>> begin Source passage

Was the meeting room used for "public worship"?

[32]  It is the availability of a building to the public[41] for the solace, or edification or instruction involved in religious worship which has been said to afford an important rationale for the exemption from rating.[42]  In this regard, as Lord Pearce, with whom Lord Reid and Lord Devlin agreed, explained in Henning's Case:[43]

 

"… it is less likely on general grounds that Parliament intended to give exemption to religious services that exclude the public, since exemptions from rating, though not necessarily consistent, show a general pattern of intention to benefit those activities which are for the good of the general public.  All religious services that open their doors to the public may, in an age of religious tolerance, claim to perform some spiritual service to the general public."

[33]  Further, it is important to emphasise that the present case is concerned, in the end, with the proper construction of the Council's resolution.  It is this resolution which is the basis of an exemption from rateability.  In this regard, it is plainly not sufficient to attract the exemption from rating that the land be used for religious purposes:  the resolution requires that there must be a public aspect to the religious use of the buildings on the land.  The explanation in the authorities to which we have referred of the nature of this public aspect may be taken to have informed the language used in the resolution. 

[34]  Reference to the actual terms of the appellant's resolution exempting land from general rating during the relevant period confirms that the identification of land "used for public, religious, charitable or educational purposes" in the Schedule to the resolution occurs in the context of a general intention to exempt from rating land from the use of which the public may benefit.  The lands which are favoured by exemption from rating in the appellant's resolution can be seen to share the characteristics of being open to use by the public or dedicated to use by the public.[44]  It is immaterial that the Brethren might have had an intention to use the land for public worship if the land was not actually used, or available for use, in that way. As Gibbs J said in The Council of the Town of Gladstone v The Gladstone Harbour Board:[45]

 

"In ordinary speech, there is a difference between using land and intending to use it ... nothing ... compels me to decide that to hold land with the intention to use it must be regarded as equivalent to using it."

[35]  Both on the authorities, and by reference to the context in which the term "public worship" is used in the appellant's resolution, the issue is whether the Brethren can be said to have issued an invitation to the public making it clear that all well-disposed and respectful persons are welcome to seek the solace, edification, instruction or other benefits to be gained from services in the meeting room.  In our respectful opinion, the learned primary judge's findings of fact in favour of the respondents do not enable this issue to be resolved in their favour.  We conclude that the use of the expression "public worship" in the exemption resolution means that if members of the public, who are not behaving in a manner which is disrespectful or disruptive, are generally excluded from services, and may only be admitted to a service by the specific grant of a licence to that person from the congregation, then that service cannot be described as public worship and the place where the service is conducted is not a place used for public worship.

>> end Source passage

**Exercise requirements**
In the passage on public worship, which judge is quoted on the difference between using land and intending to use it?

>> begin Information supplied

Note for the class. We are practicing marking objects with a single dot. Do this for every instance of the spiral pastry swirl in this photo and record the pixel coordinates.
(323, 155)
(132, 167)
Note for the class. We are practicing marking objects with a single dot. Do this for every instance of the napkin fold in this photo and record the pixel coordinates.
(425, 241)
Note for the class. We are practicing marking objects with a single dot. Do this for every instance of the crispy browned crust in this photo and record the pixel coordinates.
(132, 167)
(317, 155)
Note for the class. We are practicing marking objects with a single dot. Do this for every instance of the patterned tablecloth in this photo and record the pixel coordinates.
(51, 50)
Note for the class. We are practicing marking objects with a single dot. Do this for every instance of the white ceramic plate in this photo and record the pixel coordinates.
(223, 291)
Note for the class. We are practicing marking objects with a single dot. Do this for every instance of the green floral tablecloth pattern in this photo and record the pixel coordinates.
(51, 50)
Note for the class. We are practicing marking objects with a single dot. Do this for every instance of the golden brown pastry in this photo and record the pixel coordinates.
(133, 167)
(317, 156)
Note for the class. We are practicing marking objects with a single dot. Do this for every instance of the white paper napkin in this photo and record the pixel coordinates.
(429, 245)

>> end Information supplied
>> begin Information supplied

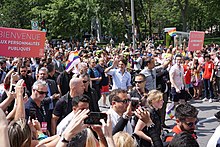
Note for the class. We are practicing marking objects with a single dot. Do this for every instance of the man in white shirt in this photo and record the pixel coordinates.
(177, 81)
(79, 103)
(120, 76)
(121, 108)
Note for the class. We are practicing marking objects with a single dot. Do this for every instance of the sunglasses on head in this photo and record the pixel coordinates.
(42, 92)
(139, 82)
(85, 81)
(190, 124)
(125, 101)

>> end Information supplied

**Solution to the problem**
Gibbs J, in The Council of the Town of Gladstone v The Gladstone Harbour Board.